Data items
- - -

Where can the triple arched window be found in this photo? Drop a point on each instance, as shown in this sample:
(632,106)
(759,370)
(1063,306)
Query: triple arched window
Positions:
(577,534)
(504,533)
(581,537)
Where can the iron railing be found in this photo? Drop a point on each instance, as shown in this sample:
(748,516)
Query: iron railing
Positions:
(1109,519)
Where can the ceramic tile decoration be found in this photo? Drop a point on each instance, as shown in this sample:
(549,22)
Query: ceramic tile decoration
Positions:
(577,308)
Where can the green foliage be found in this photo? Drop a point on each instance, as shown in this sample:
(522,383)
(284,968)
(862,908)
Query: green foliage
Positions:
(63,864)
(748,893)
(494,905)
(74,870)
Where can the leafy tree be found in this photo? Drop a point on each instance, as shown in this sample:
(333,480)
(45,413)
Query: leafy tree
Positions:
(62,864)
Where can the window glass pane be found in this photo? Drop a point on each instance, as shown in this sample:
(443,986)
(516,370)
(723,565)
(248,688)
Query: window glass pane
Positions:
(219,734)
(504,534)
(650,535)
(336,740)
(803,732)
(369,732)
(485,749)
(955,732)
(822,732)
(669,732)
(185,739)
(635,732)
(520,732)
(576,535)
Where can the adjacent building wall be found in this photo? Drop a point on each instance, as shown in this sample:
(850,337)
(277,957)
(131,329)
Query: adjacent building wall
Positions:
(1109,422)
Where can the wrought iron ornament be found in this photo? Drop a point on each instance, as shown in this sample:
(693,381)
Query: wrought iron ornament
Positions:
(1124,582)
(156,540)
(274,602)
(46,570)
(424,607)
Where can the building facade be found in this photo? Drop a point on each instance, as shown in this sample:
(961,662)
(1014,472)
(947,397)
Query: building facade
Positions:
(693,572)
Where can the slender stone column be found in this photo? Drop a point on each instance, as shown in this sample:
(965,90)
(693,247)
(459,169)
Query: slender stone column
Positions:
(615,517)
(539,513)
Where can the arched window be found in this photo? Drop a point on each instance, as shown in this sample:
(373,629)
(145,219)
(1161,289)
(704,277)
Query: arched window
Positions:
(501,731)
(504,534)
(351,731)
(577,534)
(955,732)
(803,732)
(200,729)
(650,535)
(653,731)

- - -

> AIM OF THE EXERCISE
Reproduce every line of the data above word for word, with no changes.

> TASK SOLUTION
Where can the triple arched window be found in this photo? Drop a point on each instance, as shown in this sample:
(632,106)
(759,370)
(1063,306)
Query: triple arched window
Positions:
(577,534)
(504,533)
(581,537)
Where can the iron railing be found in this photo? Drop a point on each instance, as shown in this sample:
(748,516)
Query: iron railing
Positions:
(1109,519)
Where can the ceramic tile decoration be found in this photo? Drop a point on each instance, as shown in this sample:
(549,22)
Query: ceramic tile decoration
Positions:
(577,308)
Where can the green foliage be found in this photo? Drop a point on each instance, as shown in this sample:
(522,383)
(284,968)
(862,908)
Query: green foliage
Positions:
(63,864)
(748,893)
(494,905)
(74,870)
Where can the leafy tree be found in this photo? Drop a point on each instance, as shown in this sample:
(333,480)
(45,413)
Query: leafy tree
Positions:
(62,864)
Where can the window glass pane be found in this photo? Drop a point on each instance, as shown in this sample:
(443,986)
(516,370)
(723,565)
(248,688)
Query: window glass pane
Positions:
(219,734)
(504,534)
(650,535)
(336,740)
(803,732)
(369,732)
(485,749)
(955,732)
(822,732)
(669,732)
(185,739)
(635,732)
(520,732)
(576,535)
Where can the adjacent building wall be found in this photo? Drop a point on each instance, as shown in this sample:
(850,337)
(277,957)
(131,329)
Query: adjacent building wall
Positions:
(1109,422)
Where can the wrought iron ornament be found in this photo? Drop a point on each instance, as shown in this sample:
(693,381)
Query: wrought iron ornament
Positions:
(1124,582)
(156,540)
(274,602)
(46,570)
(424,607)
Where can the building facade be found in this photo? Drop a point on each instance, as shown in this sample:
(961,662)
(1014,472)
(947,397)
Query: building facade
Positions:
(693,572)
Where can the slender stone column be found in this photo? Drop a point on each instance, as shown in this sample:
(965,90)
(693,247)
(459,169)
Query: slender stone column
Positions:
(615,517)
(539,513)
Where can the arched window be found in this photo? Drop a point on each instance, as shown in this sample:
(373,629)
(145,219)
(1161,289)
(704,277)
Query: arched window
Positions:
(501,731)
(504,534)
(351,731)
(577,534)
(955,732)
(803,732)
(200,729)
(650,535)
(653,731)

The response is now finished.